* _Exercise objective_:
Render this sentence from the New Caledonia unrest report in Spanish: "Demonstrators have also set fire to buildings and cars in Noumea, defying a curfew that has been extended to Thursday."

* _Study text_:
►

Three people - two men and a woman, all indigenous Kanaks - have been shot dead in the violent protests and looting, according to Charles Wea, spokesperson for Louis Mapou, President of the Government of New Caledonia. A French police officer who was injured by gunfire in the riots also died, French interior minister Gérald Darmanin said.

Demonstrators have also set fire to buildings and cars in Noumea, defying a curfew that has been extended to Thursday.

Thick plumes of black smoke covered the capital on Wednesday morning, social media video showed. Images showed burned-out cars, fires in the street, and shops vandalized and looted.

“Some are equipped with hunting rifles with buckshot as ammunition. Others were equipped with larger rifles, firing bullets,” the French High commissioner to New Caledonia Louis Le Franc said.

More than 140 people have been arrested, while at least 60 security personnel have been injured in the clashes between local nationalist groups and the French authorities, according to Le Franc.

◄

* _Stored records_:
►

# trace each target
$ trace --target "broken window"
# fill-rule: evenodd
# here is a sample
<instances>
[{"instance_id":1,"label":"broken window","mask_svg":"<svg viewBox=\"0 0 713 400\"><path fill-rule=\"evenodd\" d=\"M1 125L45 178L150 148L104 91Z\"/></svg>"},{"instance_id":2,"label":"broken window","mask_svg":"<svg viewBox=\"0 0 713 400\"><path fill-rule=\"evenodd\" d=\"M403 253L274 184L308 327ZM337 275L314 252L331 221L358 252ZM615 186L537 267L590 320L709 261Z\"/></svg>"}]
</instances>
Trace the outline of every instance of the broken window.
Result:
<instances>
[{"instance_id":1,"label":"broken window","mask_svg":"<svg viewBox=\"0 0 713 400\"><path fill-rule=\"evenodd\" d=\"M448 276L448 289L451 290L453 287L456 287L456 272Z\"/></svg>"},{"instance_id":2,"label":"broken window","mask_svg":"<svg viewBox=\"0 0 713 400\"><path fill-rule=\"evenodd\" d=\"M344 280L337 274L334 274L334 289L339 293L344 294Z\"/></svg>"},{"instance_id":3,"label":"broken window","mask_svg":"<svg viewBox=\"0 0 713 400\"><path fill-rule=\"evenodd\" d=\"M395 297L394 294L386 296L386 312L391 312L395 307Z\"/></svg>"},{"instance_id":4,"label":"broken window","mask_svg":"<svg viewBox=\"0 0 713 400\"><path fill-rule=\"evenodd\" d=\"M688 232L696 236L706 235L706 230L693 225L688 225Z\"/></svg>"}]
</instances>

◄

* _Exercise answer_:
Los manifestantes también han prendido fuego a edificios y automóviles en Numea, desafiando un toque de queda que se ha prolongado hasta el jueves.